Data to use:
-- START --

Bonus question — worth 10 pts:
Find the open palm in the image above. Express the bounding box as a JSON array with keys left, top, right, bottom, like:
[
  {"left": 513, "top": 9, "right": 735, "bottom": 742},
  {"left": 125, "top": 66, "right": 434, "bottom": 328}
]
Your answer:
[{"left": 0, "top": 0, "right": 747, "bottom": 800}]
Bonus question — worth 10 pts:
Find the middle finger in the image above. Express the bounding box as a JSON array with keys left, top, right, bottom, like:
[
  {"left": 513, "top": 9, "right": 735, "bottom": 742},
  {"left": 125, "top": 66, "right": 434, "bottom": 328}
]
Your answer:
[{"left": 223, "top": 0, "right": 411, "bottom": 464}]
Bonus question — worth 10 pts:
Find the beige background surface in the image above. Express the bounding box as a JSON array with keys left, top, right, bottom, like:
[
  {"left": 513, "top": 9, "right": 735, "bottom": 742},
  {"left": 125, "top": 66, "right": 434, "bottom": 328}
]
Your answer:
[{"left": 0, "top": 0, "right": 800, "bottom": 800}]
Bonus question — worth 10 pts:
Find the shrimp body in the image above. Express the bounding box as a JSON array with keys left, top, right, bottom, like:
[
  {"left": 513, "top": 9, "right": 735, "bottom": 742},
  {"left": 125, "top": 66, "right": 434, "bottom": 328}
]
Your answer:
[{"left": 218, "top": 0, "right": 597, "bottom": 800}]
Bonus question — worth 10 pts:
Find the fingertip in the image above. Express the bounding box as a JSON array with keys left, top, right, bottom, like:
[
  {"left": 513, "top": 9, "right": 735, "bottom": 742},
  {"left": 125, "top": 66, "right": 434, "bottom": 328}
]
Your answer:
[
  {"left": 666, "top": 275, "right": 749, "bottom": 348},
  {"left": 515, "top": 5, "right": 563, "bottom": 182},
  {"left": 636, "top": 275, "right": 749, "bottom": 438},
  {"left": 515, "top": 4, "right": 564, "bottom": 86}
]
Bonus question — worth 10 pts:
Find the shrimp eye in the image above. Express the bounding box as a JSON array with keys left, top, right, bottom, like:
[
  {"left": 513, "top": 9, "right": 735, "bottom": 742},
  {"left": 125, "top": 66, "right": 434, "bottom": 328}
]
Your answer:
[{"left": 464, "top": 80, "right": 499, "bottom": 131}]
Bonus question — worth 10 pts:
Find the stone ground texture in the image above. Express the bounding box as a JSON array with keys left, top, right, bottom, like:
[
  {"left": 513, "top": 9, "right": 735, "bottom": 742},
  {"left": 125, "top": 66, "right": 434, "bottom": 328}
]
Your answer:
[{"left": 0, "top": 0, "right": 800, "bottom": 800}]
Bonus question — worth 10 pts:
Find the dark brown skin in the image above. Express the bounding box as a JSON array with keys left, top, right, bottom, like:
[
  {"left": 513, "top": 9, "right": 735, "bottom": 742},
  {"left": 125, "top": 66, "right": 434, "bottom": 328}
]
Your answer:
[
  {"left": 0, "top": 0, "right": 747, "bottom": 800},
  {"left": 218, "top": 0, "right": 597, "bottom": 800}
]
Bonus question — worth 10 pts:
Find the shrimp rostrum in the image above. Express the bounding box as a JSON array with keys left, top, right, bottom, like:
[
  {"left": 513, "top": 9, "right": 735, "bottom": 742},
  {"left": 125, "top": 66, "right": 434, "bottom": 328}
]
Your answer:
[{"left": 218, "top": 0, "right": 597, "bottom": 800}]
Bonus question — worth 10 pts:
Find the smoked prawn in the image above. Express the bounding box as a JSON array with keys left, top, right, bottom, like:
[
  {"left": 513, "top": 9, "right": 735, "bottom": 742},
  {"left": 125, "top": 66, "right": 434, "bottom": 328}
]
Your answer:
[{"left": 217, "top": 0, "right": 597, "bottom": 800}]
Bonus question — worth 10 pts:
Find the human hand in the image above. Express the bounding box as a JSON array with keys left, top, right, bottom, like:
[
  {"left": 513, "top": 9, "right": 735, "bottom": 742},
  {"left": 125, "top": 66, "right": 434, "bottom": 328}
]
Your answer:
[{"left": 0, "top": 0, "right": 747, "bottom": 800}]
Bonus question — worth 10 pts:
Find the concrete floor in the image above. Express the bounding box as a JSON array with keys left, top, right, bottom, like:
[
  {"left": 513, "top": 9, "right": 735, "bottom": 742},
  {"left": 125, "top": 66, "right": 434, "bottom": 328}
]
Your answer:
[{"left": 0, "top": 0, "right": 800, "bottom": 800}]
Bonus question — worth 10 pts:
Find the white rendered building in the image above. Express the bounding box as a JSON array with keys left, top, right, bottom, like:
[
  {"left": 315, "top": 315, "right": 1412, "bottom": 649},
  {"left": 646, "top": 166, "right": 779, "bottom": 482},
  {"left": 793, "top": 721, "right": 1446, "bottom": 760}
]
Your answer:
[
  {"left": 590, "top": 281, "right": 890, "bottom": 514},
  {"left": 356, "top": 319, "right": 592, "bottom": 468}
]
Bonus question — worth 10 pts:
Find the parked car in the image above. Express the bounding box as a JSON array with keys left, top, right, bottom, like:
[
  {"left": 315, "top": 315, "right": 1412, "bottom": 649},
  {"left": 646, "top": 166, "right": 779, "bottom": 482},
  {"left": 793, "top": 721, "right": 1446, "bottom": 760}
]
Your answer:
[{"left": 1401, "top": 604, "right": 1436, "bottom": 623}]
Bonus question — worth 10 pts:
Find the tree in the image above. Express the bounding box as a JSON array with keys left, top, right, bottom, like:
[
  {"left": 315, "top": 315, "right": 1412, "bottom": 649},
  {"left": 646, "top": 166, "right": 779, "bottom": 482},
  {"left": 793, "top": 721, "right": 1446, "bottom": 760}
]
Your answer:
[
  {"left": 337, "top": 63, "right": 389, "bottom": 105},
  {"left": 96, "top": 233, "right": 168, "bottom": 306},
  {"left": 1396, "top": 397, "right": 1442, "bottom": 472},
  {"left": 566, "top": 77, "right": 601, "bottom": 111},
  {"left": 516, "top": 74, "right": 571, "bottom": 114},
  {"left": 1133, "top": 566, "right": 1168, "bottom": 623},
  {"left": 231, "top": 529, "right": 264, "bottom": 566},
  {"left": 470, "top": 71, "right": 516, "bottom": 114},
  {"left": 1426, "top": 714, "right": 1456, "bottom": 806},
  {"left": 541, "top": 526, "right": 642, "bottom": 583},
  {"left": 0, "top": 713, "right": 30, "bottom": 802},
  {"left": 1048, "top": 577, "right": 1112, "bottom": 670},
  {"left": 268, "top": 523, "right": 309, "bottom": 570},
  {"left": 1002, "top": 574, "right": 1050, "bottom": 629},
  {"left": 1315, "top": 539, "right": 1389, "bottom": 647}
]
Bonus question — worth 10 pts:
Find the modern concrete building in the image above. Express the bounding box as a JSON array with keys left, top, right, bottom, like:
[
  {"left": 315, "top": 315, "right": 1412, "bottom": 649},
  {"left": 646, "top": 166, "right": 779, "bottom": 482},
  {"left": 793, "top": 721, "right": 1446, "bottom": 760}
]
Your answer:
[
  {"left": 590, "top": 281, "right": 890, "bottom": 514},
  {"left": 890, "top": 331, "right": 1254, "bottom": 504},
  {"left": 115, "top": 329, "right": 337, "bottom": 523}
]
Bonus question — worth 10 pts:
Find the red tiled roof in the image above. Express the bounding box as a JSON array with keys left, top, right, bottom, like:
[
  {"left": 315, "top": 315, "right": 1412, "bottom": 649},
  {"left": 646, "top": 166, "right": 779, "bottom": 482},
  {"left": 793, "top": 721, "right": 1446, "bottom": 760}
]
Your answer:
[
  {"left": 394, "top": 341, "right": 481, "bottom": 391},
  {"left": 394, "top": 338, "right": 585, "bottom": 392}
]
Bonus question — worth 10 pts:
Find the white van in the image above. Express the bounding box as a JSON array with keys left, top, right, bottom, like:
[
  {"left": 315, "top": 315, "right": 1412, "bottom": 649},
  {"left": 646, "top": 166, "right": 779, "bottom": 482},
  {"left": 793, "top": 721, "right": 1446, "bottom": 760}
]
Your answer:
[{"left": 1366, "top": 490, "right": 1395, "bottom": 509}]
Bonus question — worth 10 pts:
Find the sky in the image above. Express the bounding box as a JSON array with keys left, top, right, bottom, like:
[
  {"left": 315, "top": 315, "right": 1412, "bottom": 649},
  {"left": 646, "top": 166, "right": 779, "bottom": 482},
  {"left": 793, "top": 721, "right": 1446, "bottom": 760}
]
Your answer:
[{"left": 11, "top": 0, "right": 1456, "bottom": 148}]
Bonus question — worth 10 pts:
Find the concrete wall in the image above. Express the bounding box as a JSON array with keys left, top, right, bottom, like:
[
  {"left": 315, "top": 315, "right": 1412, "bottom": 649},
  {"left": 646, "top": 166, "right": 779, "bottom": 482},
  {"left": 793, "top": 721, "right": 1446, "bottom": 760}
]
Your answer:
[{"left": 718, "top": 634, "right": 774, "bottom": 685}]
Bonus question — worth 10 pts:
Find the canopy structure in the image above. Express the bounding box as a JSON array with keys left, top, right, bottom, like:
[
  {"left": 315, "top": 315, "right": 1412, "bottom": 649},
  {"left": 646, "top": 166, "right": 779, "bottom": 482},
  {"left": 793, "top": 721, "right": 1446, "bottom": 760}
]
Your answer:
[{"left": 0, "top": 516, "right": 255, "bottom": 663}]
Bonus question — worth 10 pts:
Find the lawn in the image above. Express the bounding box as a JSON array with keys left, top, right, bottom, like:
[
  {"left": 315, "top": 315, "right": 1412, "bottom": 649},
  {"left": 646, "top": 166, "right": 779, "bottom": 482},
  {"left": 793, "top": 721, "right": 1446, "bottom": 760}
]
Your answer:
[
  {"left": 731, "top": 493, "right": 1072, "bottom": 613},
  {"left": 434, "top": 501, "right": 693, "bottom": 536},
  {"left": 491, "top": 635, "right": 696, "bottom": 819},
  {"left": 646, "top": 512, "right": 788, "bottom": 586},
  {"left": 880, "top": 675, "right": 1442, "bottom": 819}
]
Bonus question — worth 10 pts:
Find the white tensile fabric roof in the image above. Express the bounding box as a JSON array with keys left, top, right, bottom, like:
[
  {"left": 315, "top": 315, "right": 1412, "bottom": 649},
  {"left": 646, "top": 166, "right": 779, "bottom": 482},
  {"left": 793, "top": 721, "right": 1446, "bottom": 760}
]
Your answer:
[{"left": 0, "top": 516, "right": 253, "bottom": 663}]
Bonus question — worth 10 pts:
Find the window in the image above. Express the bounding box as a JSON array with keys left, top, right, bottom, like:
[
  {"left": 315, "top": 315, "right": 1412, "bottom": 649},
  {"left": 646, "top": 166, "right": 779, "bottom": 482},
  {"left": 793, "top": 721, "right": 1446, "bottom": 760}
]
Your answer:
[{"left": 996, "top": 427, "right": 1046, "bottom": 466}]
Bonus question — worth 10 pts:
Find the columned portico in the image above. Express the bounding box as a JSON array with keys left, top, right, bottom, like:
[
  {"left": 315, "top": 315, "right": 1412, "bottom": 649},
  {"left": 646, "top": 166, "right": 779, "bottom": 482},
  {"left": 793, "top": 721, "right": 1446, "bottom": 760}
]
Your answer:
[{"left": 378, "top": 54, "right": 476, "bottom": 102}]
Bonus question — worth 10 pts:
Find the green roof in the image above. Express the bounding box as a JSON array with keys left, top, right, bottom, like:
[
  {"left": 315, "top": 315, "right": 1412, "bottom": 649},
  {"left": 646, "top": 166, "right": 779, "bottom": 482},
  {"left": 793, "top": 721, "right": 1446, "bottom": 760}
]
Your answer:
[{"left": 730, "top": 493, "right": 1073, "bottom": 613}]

-- END --

Which lines in the items above contain the word "concrete"? Return each of those lines in full.

Find the concrete floor in the image above. Express the bounding box as a JSON array with keys left, top, right, bottom, like:
Find the modern concrete building in the image above. Express the bounding box as a JSON array with keys left, top, right, bottom, like:
Find the concrete wall in the image above. Express the bounding box as a JSON array with keys left, top, right, bottom, like:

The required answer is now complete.